**Instruction:** Copy out the stretch of entries from the start through the line containing "left=572, top=173, right=626, bottom=314", both ends included, with every character kept the same.

**Supplied records:**
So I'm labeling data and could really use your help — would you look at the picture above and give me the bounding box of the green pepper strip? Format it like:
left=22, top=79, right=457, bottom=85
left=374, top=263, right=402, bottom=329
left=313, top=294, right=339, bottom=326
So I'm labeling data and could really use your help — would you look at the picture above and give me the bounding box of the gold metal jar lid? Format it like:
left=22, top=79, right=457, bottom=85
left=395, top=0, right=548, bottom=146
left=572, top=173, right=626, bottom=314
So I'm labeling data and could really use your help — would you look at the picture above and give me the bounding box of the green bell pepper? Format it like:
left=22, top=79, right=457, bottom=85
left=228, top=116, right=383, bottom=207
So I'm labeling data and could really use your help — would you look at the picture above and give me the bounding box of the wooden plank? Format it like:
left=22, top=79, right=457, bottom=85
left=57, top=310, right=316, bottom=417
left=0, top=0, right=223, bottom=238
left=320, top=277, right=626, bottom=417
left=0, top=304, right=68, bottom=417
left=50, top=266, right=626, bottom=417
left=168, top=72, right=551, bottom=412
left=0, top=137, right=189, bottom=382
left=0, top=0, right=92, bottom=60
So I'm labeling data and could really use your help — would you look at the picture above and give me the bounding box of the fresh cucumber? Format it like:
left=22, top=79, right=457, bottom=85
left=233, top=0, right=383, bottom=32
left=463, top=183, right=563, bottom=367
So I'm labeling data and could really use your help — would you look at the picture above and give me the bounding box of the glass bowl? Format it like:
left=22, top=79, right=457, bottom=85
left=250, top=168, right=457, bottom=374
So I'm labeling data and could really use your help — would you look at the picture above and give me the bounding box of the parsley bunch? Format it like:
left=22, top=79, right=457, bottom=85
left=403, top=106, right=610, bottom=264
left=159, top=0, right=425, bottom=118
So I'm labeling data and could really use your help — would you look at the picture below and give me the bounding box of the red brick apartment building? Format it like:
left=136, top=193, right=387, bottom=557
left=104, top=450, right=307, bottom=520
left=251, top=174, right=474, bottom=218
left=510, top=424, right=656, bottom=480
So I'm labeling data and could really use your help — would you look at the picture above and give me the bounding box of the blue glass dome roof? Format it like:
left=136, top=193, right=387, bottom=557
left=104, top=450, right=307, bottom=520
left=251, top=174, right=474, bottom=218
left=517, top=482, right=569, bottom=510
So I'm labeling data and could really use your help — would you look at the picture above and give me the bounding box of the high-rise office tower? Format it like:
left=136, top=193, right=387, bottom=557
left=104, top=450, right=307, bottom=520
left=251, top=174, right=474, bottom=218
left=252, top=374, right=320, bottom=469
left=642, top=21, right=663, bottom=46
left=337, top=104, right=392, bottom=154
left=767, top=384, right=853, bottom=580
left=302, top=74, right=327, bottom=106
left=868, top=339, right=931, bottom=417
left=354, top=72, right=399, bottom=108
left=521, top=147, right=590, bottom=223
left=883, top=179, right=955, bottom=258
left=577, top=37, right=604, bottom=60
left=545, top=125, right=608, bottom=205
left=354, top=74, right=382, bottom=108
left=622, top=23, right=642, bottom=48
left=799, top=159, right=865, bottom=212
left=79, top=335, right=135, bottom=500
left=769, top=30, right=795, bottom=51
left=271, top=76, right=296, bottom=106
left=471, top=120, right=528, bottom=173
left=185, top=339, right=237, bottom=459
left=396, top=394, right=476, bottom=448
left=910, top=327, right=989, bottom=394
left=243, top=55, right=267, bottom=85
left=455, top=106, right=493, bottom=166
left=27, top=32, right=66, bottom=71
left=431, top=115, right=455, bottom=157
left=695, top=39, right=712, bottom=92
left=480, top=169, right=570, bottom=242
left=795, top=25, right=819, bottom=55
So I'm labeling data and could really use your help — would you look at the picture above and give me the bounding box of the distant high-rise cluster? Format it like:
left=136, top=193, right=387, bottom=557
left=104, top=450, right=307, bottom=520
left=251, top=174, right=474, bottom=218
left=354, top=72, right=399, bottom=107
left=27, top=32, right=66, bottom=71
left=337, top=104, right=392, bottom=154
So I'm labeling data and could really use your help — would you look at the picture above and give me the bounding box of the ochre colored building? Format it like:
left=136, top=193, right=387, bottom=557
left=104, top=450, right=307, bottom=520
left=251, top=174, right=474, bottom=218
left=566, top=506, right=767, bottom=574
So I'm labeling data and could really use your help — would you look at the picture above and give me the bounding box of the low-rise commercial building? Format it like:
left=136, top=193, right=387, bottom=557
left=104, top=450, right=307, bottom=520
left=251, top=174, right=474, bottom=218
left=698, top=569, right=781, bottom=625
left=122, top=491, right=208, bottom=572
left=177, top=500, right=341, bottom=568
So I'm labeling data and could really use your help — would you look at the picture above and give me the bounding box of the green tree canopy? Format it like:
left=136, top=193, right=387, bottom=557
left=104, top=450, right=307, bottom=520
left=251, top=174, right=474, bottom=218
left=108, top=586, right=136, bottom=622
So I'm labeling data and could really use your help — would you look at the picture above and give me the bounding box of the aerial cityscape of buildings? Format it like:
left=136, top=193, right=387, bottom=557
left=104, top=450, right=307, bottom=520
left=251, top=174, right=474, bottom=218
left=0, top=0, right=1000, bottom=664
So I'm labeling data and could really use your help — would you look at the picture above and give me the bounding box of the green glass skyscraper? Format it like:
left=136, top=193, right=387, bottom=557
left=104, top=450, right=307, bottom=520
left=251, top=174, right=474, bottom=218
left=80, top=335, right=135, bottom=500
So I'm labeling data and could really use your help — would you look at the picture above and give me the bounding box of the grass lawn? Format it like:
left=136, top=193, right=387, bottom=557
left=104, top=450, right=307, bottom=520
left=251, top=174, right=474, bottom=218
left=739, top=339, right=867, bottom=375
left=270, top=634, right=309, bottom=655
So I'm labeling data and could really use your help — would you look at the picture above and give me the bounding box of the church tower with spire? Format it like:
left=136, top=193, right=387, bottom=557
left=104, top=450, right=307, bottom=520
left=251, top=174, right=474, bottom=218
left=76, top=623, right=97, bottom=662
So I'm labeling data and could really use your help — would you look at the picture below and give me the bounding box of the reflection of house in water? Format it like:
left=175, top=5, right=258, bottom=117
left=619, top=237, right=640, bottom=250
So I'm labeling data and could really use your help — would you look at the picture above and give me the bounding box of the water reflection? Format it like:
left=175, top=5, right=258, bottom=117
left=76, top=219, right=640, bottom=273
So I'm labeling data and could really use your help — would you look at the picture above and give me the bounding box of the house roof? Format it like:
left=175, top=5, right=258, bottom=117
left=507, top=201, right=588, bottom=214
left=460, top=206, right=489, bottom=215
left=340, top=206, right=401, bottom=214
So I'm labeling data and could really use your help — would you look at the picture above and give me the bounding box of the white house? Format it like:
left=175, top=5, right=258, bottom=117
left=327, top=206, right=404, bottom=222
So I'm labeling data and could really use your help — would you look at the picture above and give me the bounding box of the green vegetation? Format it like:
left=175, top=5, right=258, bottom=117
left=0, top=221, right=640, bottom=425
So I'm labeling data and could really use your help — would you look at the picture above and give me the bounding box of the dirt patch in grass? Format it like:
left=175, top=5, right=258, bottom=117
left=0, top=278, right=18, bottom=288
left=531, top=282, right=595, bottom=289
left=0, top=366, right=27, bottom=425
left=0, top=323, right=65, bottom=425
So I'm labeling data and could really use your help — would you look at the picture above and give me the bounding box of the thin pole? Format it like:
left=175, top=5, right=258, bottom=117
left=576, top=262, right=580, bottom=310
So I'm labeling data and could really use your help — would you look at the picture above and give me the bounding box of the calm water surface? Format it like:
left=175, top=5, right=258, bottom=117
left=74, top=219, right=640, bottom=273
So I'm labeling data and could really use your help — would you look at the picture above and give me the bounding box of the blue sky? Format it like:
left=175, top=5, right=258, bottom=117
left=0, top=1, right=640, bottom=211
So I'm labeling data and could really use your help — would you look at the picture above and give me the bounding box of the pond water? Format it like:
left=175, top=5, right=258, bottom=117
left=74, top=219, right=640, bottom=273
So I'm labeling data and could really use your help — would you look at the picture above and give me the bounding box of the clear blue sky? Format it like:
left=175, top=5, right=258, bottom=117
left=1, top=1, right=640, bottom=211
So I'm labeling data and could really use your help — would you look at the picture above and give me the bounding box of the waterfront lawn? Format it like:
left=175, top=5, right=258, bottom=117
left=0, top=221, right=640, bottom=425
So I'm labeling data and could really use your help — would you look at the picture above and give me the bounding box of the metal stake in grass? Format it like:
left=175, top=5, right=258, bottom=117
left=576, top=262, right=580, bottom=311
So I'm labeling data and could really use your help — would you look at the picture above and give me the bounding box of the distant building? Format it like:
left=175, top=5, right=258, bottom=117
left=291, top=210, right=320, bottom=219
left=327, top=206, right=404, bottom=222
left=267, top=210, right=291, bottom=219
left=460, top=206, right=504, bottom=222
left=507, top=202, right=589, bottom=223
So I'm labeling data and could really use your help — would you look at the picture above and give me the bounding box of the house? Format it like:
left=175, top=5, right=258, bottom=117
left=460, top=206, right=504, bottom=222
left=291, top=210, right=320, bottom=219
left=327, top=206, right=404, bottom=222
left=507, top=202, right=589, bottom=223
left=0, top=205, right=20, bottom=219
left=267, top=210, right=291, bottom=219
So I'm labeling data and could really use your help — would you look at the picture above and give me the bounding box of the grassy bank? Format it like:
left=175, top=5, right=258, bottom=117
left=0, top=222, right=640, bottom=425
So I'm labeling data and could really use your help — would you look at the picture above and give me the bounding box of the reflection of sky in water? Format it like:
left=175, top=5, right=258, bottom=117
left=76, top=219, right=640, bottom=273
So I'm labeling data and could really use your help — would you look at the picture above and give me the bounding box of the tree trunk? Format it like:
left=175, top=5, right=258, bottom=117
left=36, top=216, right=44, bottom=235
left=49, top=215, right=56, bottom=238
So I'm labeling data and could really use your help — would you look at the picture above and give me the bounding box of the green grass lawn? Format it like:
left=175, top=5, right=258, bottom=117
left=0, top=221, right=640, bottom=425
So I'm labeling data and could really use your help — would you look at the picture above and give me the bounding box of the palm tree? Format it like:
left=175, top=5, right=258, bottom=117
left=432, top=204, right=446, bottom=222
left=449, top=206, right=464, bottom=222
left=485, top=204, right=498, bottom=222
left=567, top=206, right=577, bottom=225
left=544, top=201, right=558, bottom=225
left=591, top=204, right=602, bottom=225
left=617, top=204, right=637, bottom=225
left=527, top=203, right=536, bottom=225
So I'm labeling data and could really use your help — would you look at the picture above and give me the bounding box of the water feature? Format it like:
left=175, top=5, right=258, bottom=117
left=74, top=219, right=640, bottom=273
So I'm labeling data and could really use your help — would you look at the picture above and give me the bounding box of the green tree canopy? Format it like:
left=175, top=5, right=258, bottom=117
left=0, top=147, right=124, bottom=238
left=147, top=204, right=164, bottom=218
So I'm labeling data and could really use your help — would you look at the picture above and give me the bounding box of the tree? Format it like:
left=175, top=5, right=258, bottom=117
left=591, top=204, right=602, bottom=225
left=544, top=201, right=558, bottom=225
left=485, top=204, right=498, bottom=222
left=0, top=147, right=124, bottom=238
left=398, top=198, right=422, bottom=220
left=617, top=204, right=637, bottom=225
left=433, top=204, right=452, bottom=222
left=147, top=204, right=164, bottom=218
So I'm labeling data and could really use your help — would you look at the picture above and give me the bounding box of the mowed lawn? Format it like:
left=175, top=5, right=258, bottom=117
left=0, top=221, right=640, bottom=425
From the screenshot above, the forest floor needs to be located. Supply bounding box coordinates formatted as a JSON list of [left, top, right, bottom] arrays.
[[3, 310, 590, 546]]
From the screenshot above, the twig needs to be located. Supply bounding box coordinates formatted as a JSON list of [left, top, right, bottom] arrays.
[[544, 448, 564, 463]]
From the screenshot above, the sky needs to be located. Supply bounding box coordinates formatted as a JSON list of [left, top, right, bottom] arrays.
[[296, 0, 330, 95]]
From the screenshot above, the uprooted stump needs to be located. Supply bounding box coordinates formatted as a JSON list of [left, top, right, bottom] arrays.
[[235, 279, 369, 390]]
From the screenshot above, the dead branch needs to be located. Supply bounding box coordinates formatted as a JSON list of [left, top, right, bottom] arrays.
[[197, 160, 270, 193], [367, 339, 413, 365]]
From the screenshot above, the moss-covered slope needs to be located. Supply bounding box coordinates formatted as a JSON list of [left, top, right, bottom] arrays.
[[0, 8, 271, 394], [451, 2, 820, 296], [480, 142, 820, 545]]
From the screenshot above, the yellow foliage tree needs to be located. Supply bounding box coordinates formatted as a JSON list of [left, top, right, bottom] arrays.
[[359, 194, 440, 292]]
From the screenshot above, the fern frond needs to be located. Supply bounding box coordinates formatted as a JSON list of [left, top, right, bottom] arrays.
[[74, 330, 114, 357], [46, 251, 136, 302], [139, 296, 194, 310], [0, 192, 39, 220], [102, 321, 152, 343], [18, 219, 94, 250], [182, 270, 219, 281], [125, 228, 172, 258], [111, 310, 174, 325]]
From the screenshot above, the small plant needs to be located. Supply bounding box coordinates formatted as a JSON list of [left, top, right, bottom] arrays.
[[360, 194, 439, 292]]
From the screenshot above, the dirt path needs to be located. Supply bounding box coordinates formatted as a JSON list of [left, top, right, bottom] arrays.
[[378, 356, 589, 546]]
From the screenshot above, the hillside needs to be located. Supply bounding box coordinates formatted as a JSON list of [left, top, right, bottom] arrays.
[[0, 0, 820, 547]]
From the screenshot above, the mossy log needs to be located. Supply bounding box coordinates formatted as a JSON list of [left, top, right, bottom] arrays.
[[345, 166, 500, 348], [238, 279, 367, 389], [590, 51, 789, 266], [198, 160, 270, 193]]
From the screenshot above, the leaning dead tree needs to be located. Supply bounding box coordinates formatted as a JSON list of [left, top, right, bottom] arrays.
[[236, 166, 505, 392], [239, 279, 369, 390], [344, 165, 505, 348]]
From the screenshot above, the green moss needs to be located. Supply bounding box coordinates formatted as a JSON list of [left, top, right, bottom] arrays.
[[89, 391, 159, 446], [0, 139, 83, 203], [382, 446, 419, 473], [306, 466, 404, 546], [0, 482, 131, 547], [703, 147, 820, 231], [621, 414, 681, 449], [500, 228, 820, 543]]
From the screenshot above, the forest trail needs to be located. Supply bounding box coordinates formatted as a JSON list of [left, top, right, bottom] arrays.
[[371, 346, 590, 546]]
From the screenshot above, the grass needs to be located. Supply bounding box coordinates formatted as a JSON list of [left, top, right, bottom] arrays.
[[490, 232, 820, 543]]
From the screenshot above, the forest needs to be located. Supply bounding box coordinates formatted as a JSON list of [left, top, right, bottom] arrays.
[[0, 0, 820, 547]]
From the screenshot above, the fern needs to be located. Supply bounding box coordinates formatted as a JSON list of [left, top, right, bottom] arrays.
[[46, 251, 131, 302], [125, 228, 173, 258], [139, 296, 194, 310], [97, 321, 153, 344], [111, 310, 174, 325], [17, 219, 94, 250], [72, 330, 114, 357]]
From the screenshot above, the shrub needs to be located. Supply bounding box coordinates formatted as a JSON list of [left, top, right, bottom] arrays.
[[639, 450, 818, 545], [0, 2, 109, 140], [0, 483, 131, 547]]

**Finished answer:**
So I'm labeling data and could really use your help — would you look at the picture above and give me the bounding box of the green pepper strip? Format it like:
left=22, top=79, right=457, bottom=85
left=374, top=263, right=402, bottom=329
left=313, top=294, right=339, bottom=326
So I'm labeling data and could really use your help — would you look at the picture above and give me the bounding box of the gold metal jar lid? Format it like:
left=22, top=79, right=457, bottom=85
left=395, top=0, right=548, bottom=146
left=572, top=173, right=626, bottom=314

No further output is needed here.